TASK DIRECTIONS >> Reproduce every one of the items below word for word, omitting the pictures.
========
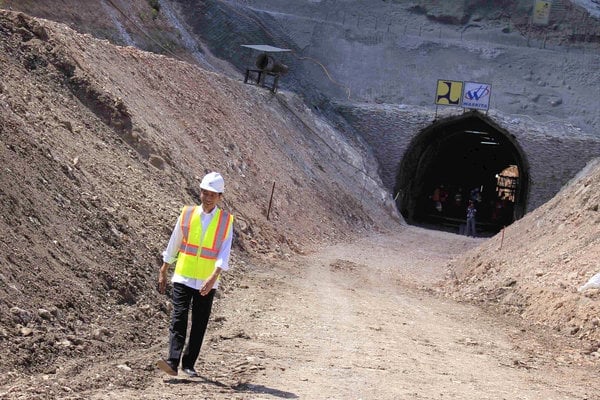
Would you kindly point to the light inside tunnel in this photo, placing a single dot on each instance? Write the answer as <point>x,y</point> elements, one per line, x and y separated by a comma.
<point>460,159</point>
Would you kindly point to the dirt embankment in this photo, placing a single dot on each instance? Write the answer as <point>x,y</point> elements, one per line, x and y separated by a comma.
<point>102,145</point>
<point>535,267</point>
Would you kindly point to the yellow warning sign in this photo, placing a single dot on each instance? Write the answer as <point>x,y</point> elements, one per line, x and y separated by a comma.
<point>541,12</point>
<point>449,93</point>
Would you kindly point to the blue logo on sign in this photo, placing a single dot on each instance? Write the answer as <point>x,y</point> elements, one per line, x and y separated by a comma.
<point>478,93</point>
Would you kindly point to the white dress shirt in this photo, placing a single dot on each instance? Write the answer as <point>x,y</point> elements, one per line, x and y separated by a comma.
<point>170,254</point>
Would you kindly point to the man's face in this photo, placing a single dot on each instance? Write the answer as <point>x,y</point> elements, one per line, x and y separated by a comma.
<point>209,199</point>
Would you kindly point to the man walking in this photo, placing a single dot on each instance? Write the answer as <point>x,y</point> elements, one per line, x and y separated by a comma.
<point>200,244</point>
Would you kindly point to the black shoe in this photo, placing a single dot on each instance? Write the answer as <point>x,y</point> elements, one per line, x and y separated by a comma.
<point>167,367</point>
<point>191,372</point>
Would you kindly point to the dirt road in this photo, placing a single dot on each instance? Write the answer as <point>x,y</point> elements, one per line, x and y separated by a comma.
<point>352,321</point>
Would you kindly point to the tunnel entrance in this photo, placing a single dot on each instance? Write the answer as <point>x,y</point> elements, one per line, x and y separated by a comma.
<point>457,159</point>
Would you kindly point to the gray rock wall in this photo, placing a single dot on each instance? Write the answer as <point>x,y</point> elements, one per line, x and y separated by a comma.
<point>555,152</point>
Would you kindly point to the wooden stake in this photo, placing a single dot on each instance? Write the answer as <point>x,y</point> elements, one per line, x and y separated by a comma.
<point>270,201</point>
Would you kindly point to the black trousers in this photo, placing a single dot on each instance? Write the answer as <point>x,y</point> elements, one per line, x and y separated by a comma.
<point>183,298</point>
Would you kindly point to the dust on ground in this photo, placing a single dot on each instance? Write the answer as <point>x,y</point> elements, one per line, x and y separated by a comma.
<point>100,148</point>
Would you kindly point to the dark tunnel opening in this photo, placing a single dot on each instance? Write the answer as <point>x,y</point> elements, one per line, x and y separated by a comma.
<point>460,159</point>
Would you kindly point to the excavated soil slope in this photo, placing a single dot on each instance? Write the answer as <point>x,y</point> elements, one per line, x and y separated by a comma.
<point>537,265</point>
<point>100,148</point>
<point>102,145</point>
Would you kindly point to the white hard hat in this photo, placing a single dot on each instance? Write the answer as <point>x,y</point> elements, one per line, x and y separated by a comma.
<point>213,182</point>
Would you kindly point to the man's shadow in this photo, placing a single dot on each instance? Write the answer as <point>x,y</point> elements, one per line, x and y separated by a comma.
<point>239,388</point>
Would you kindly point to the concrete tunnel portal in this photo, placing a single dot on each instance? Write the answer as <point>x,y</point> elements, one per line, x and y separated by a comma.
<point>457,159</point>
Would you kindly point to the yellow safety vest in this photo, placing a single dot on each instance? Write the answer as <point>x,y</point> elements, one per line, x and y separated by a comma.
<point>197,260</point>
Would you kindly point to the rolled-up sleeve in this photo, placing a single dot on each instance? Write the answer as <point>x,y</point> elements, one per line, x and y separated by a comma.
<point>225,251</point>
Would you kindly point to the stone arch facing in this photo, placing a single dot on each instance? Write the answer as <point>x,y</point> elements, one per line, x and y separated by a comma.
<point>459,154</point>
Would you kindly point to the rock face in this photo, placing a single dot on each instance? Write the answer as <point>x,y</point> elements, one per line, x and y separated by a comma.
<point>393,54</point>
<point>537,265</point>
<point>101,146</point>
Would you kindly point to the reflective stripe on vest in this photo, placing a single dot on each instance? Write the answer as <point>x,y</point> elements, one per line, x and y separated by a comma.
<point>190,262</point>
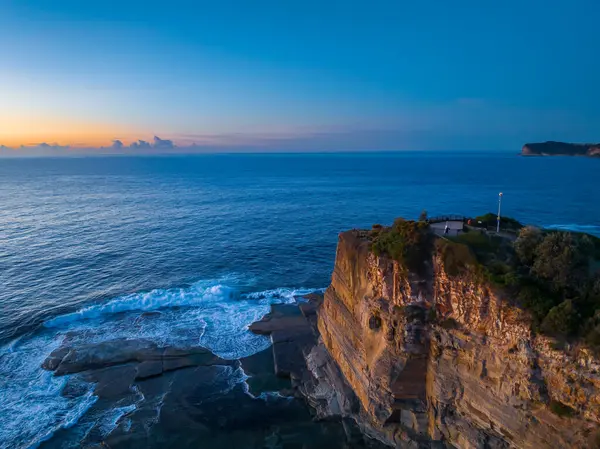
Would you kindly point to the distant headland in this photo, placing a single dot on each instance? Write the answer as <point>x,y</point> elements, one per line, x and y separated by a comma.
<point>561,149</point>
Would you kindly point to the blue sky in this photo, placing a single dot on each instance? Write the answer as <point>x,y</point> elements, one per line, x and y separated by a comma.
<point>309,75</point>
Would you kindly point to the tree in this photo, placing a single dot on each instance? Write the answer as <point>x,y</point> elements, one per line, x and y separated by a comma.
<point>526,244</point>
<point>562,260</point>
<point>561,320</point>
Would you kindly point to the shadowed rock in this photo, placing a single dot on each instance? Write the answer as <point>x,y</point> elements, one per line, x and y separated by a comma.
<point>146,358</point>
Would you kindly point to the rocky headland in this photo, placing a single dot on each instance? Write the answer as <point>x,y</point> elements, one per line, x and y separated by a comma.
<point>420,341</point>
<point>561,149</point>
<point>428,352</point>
========
OUTPUT FOR THIS TASK >>
Would you kindly point to the light inside tunnel in this photo, placing a single dot on each instance? Write the answer as <point>x,y</point> elements, one per line, x and y separated by a comma.
<point>460,159</point>
Would you kindly point to the dirt embankment in this photo, placing a single dot on each instance? Write the answer as <point>x,y</point> elements, one per line, x and y separated by a comma.
<point>102,145</point>
<point>535,267</point>
Would you kindly point to the yellow warning sign in this photo, placing a single dot on each instance? Write the answer as <point>x,y</point> elements, one per line, x and y separated by a comma.
<point>541,12</point>
<point>449,93</point>
Would you kindly point to the blue logo on sign in this photo, placing a single dot on each instance? Write the answer as <point>x,y</point> elements, one per line, x and y separated by a comma.
<point>478,93</point>
Would you kindly point to the white dress shirt in this photo, placing a single dot on each instance? Write the answer as <point>x,y</point> elements, one per line, x and y separated by a comma.
<point>170,254</point>
Would you kindly point to the man's face in this photo, placing a single dot on each instance? Write the answer as <point>x,y</point> elements, one per line, x and y separated by a comma.
<point>209,199</point>
Would you kindly point to the man walking in this photo, placing a single dot on each instance? Write the answer as <point>x,y</point> elements, one per line, x and y separated by a comma.
<point>200,244</point>
Would you kindly point to the black shoe in this photo, placing a single dot on each instance? Write the answer as <point>x,y</point> elements, one per line, x and y separated by a comma.
<point>167,367</point>
<point>191,372</point>
Would you kindly point to the dirt road in this photo, placing a single dot on each instance? Write the answer as <point>x,y</point> elements, one per line, x and y separated by a comma.
<point>352,321</point>
Would you kindly point to the tunnel entrance in this photo, placing a single dot on each instance? Write the answer as <point>x,y</point> elements, one per line, x and y separated by a comma.
<point>457,159</point>
Would you kindly point to the gray rock wall in this photo, placing a single dot on each instance? Write the answer as <point>x,y</point> elements, one per line, x and y separated by a comma.
<point>555,152</point>
Would you kindly point to the wooden stake in this photo, placing a single dot on each instance? Write the answer as <point>x,y</point> elements, one per line, x and y separated by a comma.
<point>270,201</point>
Would you kindly point to the black trousers in this photo, placing a single dot on each instance? Write the answer as <point>x,y</point> elements, one per line, x and y separated by a comma.
<point>183,298</point>
Would you kindly point to the dust on ground in this photo, placing a single dot on each instance? Write the answer as <point>x,y</point> elements, one per line, x and y separated by a comma.
<point>100,148</point>
Would you kindly point to the dark tunnel opening in this photo, placing a single dot on each instance? Write the answer as <point>x,y</point> elements, one per line, x and y separated by a comma.
<point>460,159</point>
Would you kindly point to the excavated soil slope in this photo, placing a single dot on each instance? Write the answer as <point>x,y</point> elements, one per line, x and y separated by a comma.
<point>537,265</point>
<point>100,148</point>
<point>102,145</point>
Would you kindly point to the white hard hat in this photo, placing a single dot on each instance? Write the answer as <point>x,y</point> elements, one per line, x and y separated by a comma.
<point>213,182</point>
Would you kindly point to the man's shadow in this photo, placing a single dot on each instance? Write the answer as <point>x,y</point> elements, one per line, x and y separated by a comma.
<point>239,388</point>
Would you kindly point to the concrete tunnel portal in this photo, placing a single dot on each instance? Write the answer as <point>x,y</point> elements, one per line, x and y separated by a comma.
<point>457,159</point>
Would you kindly point to the yellow safety vest in this photo, placing a single dot on each instance? Write the answer as <point>x,y</point> elements, one per line, x and y separated by a comma.
<point>197,260</point>
Would you kindly point to the rolled-up sleeve in this photo, placing a single dot on each instance? Write the answer as <point>x,y</point> elements, one per line, x and y separated by a comma.
<point>225,251</point>
Would you kindly point to the stone arch facing in this photo, placing a single dot on each instance? Write the answer as <point>x,y</point> elements, one per line, x and y separated by a comma.
<point>459,154</point>
Would you kindly point to the rock face in this photo, placing a single dot on each instance? Write the answer as <point>x,y</point> elements, one per line, x and y separated by a comma.
<point>393,54</point>
<point>537,265</point>
<point>101,146</point>
Would you kindly point to the reflective stripe on vest in this photo, placing a single dot on each instance? Write the answer as <point>x,y</point> elements, one per line, x and y separated by a comma.
<point>190,262</point>
Would you kindly point to the distant headland in this photo, placing a single dot on each instance? Write the answer as <point>x,y</point> elements, one per line, x and y separated by a comma.
<point>561,149</point>
Would you kindly point to the blue sky in this photo, placing a single dot on each instance? Write the answer as <point>x,y</point> elements, one per line, x and y separated by a comma.
<point>309,75</point>
Would you kindly point to the tree in this photo, placing a single dot on each instance? Write the answer as <point>x,y</point> elements, one per line, x and y separated by a comma.
<point>526,244</point>
<point>562,260</point>
<point>561,320</point>
Would you kindly point to the shadowed rock in this photo, placing a single dot on each instance? Write the answer as <point>x,y</point> elements, one per line, x and y separated by a comma.
<point>146,358</point>
Would you kindly point to the rocky headland in this photo, placing a single dot on each instance? Write the answer as <point>x,y</point> elements, one per line, x and y separated by a comma.
<point>420,341</point>
<point>561,149</point>
<point>428,352</point>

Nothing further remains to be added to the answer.